### Required task
What follows is a set of records; restate each one word for word and drop the pictures.

[Rows from a pointing dataset]
# # #
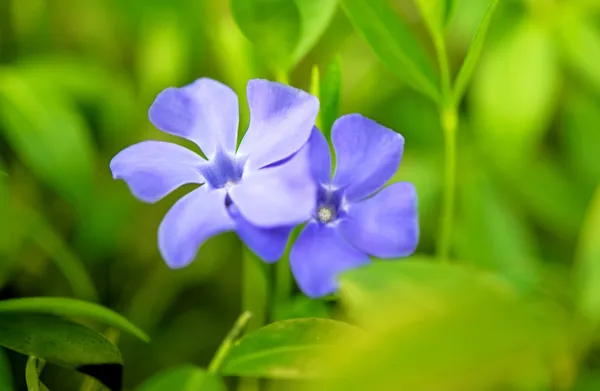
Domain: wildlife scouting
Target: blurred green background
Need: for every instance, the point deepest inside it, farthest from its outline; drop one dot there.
(77, 78)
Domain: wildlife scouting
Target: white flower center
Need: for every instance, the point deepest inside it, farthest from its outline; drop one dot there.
(325, 214)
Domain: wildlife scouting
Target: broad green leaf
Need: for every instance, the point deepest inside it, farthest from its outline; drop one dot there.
(185, 378)
(32, 375)
(48, 134)
(301, 307)
(395, 43)
(283, 31)
(466, 71)
(71, 267)
(6, 381)
(329, 95)
(432, 324)
(290, 349)
(587, 265)
(64, 343)
(71, 308)
(515, 92)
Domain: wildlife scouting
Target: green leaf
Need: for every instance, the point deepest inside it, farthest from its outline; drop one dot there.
(64, 343)
(587, 265)
(48, 134)
(32, 375)
(395, 43)
(6, 381)
(466, 71)
(283, 31)
(515, 92)
(329, 95)
(71, 308)
(185, 378)
(431, 324)
(290, 349)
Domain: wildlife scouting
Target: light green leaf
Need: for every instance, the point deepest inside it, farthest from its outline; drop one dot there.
(515, 92)
(6, 381)
(70, 308)
(64, 343)
(329, 95)
(395, 43)
(290, 349)
(587, 265)
(32, 375)
(283, 31)
(430, 324)
(48, 134)
(466, 71)
(185, 378)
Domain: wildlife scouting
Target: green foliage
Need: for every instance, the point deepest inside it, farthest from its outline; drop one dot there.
(290, 349)
(72, 309)
(65, 343)
(283, 31)
(185, 378)
(395, 44)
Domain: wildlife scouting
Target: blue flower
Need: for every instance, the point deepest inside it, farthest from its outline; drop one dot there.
(352, 220)
(259, 190)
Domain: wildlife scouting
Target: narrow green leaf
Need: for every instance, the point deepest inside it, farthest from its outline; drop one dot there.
(70, 266)
(396, 45)
(331, 84)
(466, 71)
(71, 308)
(6, 381)
(290, 349)
(64, 343)
(185, 378)
(587, 264)
(48, 134)
(32, 375)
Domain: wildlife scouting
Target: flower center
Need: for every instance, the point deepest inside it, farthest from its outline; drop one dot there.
(325, 214)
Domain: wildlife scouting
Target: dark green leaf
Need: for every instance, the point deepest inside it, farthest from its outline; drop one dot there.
(466, 71)
(329, 95)
(64, 343)
(6, 382)
(185, 378)
(587, 263)
(395, 44)
(290, 349)
(71, 308)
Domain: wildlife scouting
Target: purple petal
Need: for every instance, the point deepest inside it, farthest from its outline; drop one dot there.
(320, 157)
(190, 222)
(281, 120)
(385, 225)
(268, 243)
(153, 169)
(319, 256)
(368, 154)
(205, 112)
(277, 196)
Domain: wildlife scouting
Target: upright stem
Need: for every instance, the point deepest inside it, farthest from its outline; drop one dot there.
(449, 121)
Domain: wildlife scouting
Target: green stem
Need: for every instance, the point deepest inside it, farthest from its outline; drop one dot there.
(234, 333)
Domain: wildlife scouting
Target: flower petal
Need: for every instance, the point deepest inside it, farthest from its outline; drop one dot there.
(385, 225)
(319, 255)
(277, 196)
(281, 120)
(368, 154)
(205, 112)
(268, 243)
(190, 222)
(320, 157)
(153, 169)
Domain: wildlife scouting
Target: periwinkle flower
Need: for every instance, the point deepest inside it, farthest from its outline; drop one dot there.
(352, 220)
(260, 190)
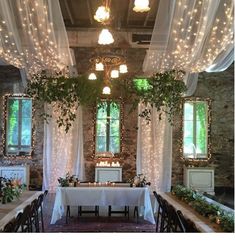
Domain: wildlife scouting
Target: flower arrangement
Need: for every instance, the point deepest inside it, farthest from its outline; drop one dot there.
(9, 189)
(68, 180)
(216, 214)
(139, 181)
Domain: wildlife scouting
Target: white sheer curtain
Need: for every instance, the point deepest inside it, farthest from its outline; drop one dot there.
(62, 152)
(188, 35)
(33, 35)
(154, 150)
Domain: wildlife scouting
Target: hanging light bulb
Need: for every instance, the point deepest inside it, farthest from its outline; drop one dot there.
(123, 68)
(114, 74)
(105, 37)
(141, 6)
(92, 76)
(99, 66)
(106, 90)
(102, 14)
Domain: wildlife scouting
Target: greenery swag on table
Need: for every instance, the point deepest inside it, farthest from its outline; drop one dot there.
(9, 189)
(68, 180)
(163, 91)
(215, 213)
(139, 181)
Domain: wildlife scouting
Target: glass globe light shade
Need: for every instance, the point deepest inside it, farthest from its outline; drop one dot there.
(114, 74)
(92, 76)
(99, 66)
(123, 68)
(106, 90)
(102, 14)
(105, 37)
(141, 6)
# # #
### Answer to this exercise
Domain: wildlife scouting
Target: blurred green background
Need: for every instance, the point deepest inside it, farthest from its outline; drop one dot there.
(77, 78)
Domain: wildlife scouting
Target: white flower center
Need: for every instance, the point deepest inside it, farthest from its outline; drop one dot there.
(325, 214)
Domain: wildlife scouting
Target: broad green leaf
Need: for every instance, the point deepest inside it, farthest from its outline; drop one dot there.
(185, 378)
(32, 375)
(48, 134)
(301, 307)
(395, 43)
(283, 31)
(466, 71)
(71, 267)
(6, 381)
(329, 95)
(432, 324)
(290, 349)
(587, 265)
(64, 343)
(71, 308)
(515, 92)
Domain: wildlife scouting
Target: green leaf
Need: for every instance, the point deepest inside it, farthest from its outline; drop one dot there.
(64, 343)
(587, 265)
(48, 134)
(32, 375)
(395, 43)
(6, 381)
(466, 71)
(283, 31)
(515, 92)
(329, 95)
(71, 308)
(185, 378)
(431, 324)
(290, 349)
Domain: wildlife scouting
Target: light green leaf
Need: for every instance, the point deepest inside it, farthest from its outline; drop one dot there.
(515, 92)
(6, 381)
(70, 308)
(64, 343)
(329, 95)
(395, 43)
(290, 349)
(587, 265)
(32, 375)
(283, 31)
(430, 324)
(48, 134)
(466, 71)
(185, 378)
Domain: wildlife scouting
Target: green foliage
Need: for every instance, the point deepest inside it, farthest from its outline; drop one dot there.
(290, 349)
(72, 309)
(65, 343)
(283, 31)
(185, 378)
(395, 44)
Domain: wildlife scouting
Target: blue flower
Need: for every instance, the point deepest inside it, farthest from its outline; drop one dot there.
(352, 220)
(259, 190)
Domain: wildlife scouting
Target: narrow green leaf
Need: for every instance, the point deepest inside it, farthest from its outline; drop one dot there.
(70, 266)
(396, 45)
(331, 84)
(466, 71)
(71, 308)
(6, 381)
(290, 349)
(64, 343)
(185, 378)
(587, 264)
(48, 134)
(32, 375)
Domain: wildlife scouting
Target: flower center
Need: for every instance, the point deepest inside it, farthest from its outline; drop one dot there.
(325, 214)
Domain: wildlife scouting
Target: dark green leaf
Need: for every instance, the point deepest inside it, farthest from its outline; drop one dot there.
(466, 71)
(329, 95)
(64, 343)
(6, 382)
(185, 378)
(587, 263)
(395, 44)
(290, 349)
(71, 308)
Domain: wildlife scouting
Target: purple petal
Need: for every instance, the point deepest inside it, farthest from its outline; drop one dot there.
(320, 157)
(190, 222)
(281, 120)
(385, 225)
(268, 243)
(153, 169)
(319, 256)
(368, 154)
(205, 112)
(277, 196)
Domain: wildlife scouting
Target: upright stem
Need: for every instance, the point deepest inside it, farthest from its outline; drop one dot there.
(449, 121)
Domain: wildlife scouting
Target: green stem
Need: for every instance, the point deepest inside it, farthest from its outline; drop one dot there.
(234, 333)
Domain: wildlife scouting
Target: flower petal
Need: for every instance, the point deepest inside it, farthest from its outline; drop one dot there.
(385, 225)
(319, 255)
(277, 196)
(281, 120)
(368, 154)
(205, 112)
(268, 243)
(190, 222)
(320, 157)
(153, 169)
Domain: wildlife scouting
Target: periwinkle flower
Need: for every instance, the point deepest inside it, farthest from its outline; drop one dot there.
(352, 220)
(260, 190)
Domain: wildlife scouting
Target: flower arrangement
Need: for every instance, the point deepest inside it, farthest from its outline; drop one dot there.
(9, 189)
(68, 180)
(216, 214)
(139, 181)
Domain: wildlife scouting
Target: white sheer curtain
Need: for every instance, the point deepest inside it, farthest from its outline; drop one dot there.
(62, 152)
(188, 35)
(33, 35)
(154, 150)
Domain: wildlife scouting
Target: hanging light bulb
Need: for every instance, the point deepest inside it, farthest from its outline; drop one dot there.
(123, 68)
(114, 74)
(105, 37)
(141, 6)
(92, 76)
(99, 66)
(106, 90)
(102, 14)
Domain: wildlife scouting
Target: greenery swag on table
Need: for every instance, the point deepest inside it, farthest from its outline; drop one dot there.
(9, 189)
(68, 180)
(163, 91)
(215, 213)
(139, 181)
Domain: wildlife scouting
Target: glass globe light shade
Need: for every instance, the point deepest inside it, farthest from its outline; drop one dot there.
(114, 74)
(92, 76)
(99, 66)
(123, 68)
(106, 90)
(102, 14)
(105, 37)
(141, 6)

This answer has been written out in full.